____ Data

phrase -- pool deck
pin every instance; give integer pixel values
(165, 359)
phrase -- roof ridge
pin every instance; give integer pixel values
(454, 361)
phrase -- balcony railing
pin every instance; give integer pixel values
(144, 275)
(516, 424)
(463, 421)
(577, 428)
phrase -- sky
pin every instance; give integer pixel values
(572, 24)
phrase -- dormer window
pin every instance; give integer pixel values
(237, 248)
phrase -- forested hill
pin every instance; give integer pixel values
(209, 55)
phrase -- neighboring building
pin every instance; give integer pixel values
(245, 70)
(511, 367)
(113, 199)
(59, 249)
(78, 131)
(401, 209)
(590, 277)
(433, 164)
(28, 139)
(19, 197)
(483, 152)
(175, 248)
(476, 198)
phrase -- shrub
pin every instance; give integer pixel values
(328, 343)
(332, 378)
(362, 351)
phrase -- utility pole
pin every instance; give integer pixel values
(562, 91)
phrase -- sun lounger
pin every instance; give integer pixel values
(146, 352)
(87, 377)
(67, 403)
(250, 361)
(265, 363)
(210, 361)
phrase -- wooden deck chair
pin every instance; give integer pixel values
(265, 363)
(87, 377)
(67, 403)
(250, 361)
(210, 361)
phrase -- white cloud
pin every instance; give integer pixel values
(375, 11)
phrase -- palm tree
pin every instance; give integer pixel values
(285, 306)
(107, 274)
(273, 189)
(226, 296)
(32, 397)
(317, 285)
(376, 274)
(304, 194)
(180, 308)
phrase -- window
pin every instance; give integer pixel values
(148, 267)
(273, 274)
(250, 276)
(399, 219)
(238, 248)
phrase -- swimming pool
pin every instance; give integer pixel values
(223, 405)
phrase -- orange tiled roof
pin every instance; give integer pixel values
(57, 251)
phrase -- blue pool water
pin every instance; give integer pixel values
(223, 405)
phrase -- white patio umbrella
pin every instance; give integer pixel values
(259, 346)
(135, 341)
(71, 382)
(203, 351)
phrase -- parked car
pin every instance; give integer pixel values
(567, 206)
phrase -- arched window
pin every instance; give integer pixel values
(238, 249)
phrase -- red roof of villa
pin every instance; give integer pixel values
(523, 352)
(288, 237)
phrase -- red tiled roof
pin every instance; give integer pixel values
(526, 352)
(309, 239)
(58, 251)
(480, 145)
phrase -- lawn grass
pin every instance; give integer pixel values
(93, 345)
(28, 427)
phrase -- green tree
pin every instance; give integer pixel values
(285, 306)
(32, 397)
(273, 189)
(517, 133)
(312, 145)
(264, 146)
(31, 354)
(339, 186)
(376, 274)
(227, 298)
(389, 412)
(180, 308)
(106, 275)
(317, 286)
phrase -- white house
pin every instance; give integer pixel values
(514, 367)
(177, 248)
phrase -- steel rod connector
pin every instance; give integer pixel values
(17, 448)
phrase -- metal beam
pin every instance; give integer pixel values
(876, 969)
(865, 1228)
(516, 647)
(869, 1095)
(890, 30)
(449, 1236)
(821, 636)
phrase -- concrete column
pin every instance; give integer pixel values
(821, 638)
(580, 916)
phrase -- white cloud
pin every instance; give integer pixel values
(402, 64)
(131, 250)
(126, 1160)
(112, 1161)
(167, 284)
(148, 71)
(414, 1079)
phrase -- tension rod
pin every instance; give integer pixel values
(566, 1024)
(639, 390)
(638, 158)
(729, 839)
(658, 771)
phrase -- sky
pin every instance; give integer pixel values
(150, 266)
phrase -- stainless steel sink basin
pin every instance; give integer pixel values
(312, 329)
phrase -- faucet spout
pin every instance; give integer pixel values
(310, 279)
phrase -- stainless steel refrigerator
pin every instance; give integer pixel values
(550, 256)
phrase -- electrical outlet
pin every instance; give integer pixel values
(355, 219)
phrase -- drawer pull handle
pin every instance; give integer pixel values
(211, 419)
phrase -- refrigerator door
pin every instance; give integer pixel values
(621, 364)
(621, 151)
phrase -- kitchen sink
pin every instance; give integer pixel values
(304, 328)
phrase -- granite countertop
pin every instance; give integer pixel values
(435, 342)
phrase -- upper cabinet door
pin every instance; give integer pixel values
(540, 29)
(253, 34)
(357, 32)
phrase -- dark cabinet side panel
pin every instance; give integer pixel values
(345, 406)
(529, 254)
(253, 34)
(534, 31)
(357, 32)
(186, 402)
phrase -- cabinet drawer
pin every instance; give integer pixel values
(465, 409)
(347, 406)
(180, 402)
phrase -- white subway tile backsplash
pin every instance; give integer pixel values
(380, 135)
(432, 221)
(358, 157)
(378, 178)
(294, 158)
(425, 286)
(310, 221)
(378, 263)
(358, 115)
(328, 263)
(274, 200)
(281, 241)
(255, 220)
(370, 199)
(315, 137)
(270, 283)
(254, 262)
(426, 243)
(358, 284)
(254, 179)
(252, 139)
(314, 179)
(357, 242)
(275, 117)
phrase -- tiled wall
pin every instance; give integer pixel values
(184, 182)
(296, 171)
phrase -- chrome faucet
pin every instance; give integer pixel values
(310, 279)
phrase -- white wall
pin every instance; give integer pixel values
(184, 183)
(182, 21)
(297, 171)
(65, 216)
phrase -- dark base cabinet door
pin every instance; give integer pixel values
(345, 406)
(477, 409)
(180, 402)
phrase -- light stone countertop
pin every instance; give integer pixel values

________

What to do:
Tell how many lines of the records above contain "wall", replying with the number only.

Written answer:
2